Holder Homeomorphisms and Approximate Nearest Neighbors

Authors: Alexandr Andoni Columbia University, Assaf Naor Princeton University, Aleksandar Nikolov University of Toronto, Ilya Razenshteyn
Microsoft Research Redmond, Erik Waingarten Columbia University

This paper gives new algorithms for the approximate near neighbor (ANN) search problem for general normed spaces. The problem is a classic problem in computational geometry, and a way to model “similarity search”.

For example, Spotify may need to preprocess their dataset of songs so that new users may find songs which are most similar to their favorite songs. While a lot of work goes into designing good algorithms for ANN, these algorithm work for specific metric spaces of interest to measure the distance between two points (such as Euclidean or Manhattan distance). This work is the first to give non-trivial algorithms for general normed spaces.

“One thing which surprised me was that even though the embedding appears weaker than established theorems that are commonly used, such as John’s theorem, the embedding is efficiently computable and gives more control over certain parameters,” said Erik Waingarten, an algorithms and computational complexity PhD student.

Parallel Graph Connectivity in Log Diameter Rounds

Authors: Alexandr Andoni Columbia University, Zhao Song Harvard University & UT-Austin, Clifford Stein Columbia University, Zhengyu Wang Harvard University, Peilin Zhong Columbia University

This paper is about designing fast algorithms for problems on graphs in parallel systems, such as MapReduce. The latter systems have been widely-successful in practice, and invite designing new algorithms for these parallel systems. While many classic “parallel algorithms” were been designed in the 1980s and 1990s (PRAM algorithms), predating the modern massive computing clusters, they had a different parallelism in mind, and hence do not take full advantage of the new systems.

The typical example is the problem of checking connectivity in a graph: given N nodes together with some connecting edges (e.g., a friendship graph or road network), check whether there’s a path between two given nodes. The classic PRAM algorithm solves this in “parallel time” that is logarithmic in N. While already much better than the sequential-time of N (or more), the researchers considered to question whether one can do even better in the new parallel systems a-la MapReduce.

Data provided
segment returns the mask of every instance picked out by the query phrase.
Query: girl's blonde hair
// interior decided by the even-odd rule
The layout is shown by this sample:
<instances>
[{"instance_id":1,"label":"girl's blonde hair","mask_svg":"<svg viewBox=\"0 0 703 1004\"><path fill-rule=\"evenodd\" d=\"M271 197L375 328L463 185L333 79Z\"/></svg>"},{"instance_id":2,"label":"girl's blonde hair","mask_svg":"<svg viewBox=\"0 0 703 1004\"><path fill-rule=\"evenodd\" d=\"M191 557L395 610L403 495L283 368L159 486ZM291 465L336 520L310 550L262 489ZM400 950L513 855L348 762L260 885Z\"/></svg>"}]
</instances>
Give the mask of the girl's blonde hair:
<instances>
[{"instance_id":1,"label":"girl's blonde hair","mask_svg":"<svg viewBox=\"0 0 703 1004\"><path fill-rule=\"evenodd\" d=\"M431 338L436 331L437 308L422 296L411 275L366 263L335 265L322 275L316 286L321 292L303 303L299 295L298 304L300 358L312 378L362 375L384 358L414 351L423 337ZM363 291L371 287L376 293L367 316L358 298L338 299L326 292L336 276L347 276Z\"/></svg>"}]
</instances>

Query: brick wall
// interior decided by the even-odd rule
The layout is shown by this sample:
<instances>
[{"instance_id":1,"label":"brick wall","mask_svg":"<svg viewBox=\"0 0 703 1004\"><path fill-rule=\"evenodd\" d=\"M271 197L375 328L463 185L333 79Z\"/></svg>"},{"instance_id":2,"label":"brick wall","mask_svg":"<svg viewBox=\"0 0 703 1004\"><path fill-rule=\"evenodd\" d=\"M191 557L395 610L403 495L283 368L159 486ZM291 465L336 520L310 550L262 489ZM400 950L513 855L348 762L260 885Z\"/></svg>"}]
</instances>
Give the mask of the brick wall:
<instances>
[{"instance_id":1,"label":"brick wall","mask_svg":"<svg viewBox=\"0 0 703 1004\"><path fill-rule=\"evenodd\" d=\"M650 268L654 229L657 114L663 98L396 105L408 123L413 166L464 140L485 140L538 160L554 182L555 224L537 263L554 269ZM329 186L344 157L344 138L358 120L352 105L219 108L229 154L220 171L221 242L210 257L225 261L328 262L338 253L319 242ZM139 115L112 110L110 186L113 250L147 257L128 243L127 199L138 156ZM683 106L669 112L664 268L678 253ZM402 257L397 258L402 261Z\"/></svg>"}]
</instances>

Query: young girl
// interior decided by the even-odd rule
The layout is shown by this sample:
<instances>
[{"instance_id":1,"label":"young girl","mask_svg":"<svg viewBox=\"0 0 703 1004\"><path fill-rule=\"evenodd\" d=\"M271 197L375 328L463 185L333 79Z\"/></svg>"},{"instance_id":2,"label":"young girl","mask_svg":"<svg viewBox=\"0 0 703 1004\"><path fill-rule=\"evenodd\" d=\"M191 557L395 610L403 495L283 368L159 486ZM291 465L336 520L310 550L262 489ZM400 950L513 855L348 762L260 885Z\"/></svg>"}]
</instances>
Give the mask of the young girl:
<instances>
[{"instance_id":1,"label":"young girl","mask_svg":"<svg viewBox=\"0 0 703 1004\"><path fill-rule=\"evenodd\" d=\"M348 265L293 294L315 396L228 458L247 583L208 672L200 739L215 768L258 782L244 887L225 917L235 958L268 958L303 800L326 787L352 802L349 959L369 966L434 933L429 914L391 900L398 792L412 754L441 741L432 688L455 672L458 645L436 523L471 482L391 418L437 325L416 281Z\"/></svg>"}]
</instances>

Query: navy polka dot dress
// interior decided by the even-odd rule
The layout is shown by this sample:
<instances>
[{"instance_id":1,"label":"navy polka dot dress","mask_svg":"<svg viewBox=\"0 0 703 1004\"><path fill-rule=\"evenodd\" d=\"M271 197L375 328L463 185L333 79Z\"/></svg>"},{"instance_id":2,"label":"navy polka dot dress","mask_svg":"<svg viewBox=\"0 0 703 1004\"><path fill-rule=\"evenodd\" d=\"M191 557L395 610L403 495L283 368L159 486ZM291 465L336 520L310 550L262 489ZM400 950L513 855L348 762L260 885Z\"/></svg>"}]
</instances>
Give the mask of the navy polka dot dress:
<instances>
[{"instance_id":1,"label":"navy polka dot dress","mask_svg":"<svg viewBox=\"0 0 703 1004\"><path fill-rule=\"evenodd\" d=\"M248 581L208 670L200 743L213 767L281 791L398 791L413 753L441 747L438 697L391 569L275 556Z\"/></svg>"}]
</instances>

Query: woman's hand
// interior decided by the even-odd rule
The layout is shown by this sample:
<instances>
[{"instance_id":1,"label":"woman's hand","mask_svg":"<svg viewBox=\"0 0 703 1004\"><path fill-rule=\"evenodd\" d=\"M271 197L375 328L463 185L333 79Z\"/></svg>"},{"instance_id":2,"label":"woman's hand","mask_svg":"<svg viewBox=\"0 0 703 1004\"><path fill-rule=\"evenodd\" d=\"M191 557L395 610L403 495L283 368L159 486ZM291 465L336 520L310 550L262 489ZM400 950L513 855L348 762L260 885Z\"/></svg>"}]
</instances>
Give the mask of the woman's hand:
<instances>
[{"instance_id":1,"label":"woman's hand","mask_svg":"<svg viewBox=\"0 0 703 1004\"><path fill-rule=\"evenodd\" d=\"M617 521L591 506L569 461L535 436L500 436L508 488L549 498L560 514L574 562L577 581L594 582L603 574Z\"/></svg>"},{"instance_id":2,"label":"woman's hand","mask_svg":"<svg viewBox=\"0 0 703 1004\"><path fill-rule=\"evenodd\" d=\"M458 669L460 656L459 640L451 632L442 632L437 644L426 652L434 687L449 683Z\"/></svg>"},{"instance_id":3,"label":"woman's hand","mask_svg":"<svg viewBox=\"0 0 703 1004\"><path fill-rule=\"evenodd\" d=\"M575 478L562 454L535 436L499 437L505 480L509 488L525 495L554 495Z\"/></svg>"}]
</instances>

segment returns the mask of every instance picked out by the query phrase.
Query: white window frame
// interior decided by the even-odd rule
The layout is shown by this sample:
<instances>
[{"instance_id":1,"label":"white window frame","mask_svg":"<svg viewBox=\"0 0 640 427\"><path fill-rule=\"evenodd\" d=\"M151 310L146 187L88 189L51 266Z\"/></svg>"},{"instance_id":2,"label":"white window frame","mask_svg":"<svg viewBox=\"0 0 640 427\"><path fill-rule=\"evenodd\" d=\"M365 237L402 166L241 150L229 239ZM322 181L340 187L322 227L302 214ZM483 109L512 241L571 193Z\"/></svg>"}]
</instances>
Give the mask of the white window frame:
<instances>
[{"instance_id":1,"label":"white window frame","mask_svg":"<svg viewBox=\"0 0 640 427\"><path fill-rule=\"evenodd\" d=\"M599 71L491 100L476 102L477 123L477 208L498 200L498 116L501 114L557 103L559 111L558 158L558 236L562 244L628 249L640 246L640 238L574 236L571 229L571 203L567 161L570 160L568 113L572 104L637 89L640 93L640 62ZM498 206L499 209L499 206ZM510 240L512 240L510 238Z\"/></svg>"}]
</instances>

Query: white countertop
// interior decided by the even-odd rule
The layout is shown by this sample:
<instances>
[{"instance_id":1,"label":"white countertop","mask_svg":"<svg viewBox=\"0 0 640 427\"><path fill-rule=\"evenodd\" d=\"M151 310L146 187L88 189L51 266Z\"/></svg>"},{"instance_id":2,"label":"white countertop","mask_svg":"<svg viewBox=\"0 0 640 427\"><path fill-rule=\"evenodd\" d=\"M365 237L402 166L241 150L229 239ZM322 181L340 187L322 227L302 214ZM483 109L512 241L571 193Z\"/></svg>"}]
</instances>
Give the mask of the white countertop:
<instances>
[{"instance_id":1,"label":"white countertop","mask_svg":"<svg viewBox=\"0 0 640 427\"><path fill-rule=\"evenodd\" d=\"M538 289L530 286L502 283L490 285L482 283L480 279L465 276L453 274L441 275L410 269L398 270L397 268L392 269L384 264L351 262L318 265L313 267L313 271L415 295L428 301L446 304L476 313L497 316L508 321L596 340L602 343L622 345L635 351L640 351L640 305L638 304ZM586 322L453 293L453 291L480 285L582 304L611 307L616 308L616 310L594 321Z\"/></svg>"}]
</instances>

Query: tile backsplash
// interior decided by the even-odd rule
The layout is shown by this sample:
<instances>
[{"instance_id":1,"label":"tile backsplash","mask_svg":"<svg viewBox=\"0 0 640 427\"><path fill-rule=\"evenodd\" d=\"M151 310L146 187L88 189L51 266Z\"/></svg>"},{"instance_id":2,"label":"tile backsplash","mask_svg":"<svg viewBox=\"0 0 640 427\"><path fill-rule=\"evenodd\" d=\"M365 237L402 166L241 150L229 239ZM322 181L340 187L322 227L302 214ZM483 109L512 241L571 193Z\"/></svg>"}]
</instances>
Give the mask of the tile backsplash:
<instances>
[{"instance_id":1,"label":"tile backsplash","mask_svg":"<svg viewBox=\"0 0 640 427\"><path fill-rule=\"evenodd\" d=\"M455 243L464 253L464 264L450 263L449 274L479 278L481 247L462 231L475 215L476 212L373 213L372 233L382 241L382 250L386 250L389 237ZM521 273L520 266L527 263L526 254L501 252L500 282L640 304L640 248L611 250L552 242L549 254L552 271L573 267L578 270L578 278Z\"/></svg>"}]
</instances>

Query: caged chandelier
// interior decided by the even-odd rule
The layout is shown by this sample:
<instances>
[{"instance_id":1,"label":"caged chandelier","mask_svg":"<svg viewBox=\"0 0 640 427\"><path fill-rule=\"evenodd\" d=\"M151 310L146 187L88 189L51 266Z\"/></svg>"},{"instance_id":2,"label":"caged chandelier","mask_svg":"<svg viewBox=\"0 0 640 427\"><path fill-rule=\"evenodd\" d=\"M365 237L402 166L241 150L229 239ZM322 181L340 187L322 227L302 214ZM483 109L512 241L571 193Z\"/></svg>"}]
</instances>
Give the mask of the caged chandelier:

List of tasks
1. In the text about the research papers above, rewrite the paragraph beginning "This paper is about designing fast algorithms" as a short bulleted list that keeps its main facts.
2. According to the text about the research papers, for what problem does the first paper give new algorithms?
3. Take the text about the research papers further, continuing it from the point where it stops.

Outputs for the tasks
1.
- The paper designs fast algorithms for graph problems in parallel systems such as MapReduce.
- These systems have been very successful in practice, which calls for new algorithms built for them.
- Classic parallel (PRAM) algorithms from the 1980s and 1990s came before modern massive computing clusters.
- Those older algorithms had a different kind of parallelism in mind, so they do not take full advantage of the new systems.

2. It gives new algorithms for the approximate near neighbor (ANN) search problem for general normed spaces.

3.
While obtaining a much better runtime seems out of reach at the moment (some conjecture impossible), the researchers realized that they may be able to obtain faster algorithms when the graphs have a small diameter, for example if any two connected nodes have a path at most 10 hops. Their algorithm obtains a parallel time that is logarithmic in the diameter. (Note that the diameter of a graph is often much smaller than N.)

“Checking connectivity may be a basic problem, but its resolution is fundamental to understanding many other problems of graphs, such as shortest paths, clustering, and others,” said Alexandr Andoni, one of the authors. “We are currently exploring these extensions.”

Non-Malleable Codes for Small-Depth Circuits

Authors: Marshall Ball Columbia University, Dana Dachman-Soled University of Maryland, Siyao Guo Northeastern University, Tal Malkin Columbia University, Li-Yang Tan Stanford University

With this paper, the researchers constructed new non-malleable codes that improve efficiency over what was previously known.

“With non-malleable codes, any attempt to tamper with the encoding will do nothing and what an attacker can only hope to do is replace the information with something completely independent,” said Maynard Marshall Ball, a fourth year PhD student. “That said, non-malleable codes cannot exist for arbitrary attackers.”

The constructions were derived via a novel application of a powerful circuit lower bound technique (pseudorandom switching lemmas) to non-malleability. While non-malleability against circuit classes implies strong lower bounds for those same classes, it is not clear that the converse is true in general. This work shows that certain techniques for proving strong circuit lower bounds are indeed strong enough to yield non-malleability.